→ WHAT NEEDS TO BE DONE
Quote the records below word for word, leaving out the pictures.

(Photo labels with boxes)
------------------------------------------------
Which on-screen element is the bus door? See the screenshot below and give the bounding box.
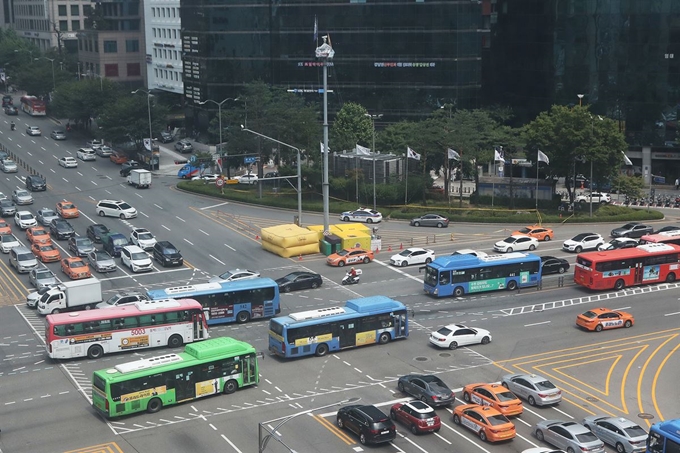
[175,368,196,402]
[242,355,258,385]
[193,313,205,340]
[338,320,357,348]
[633,262,644,285]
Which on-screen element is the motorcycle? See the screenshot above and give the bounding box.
[341,269,362,285]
------------------------------------------------
→ SOLUTION TO THIS TASK
Which on-screen element is the bus door? See the screenshot below and give the bounding box.
[175,368,196,402]
[242,355,258,385]
[193,313,205,340]
[338,320,357,348]
[633,262,644,285]
Which on-screen element is the motorcycle? See the screenshot above and give the bounding box.
[341,269,362,285]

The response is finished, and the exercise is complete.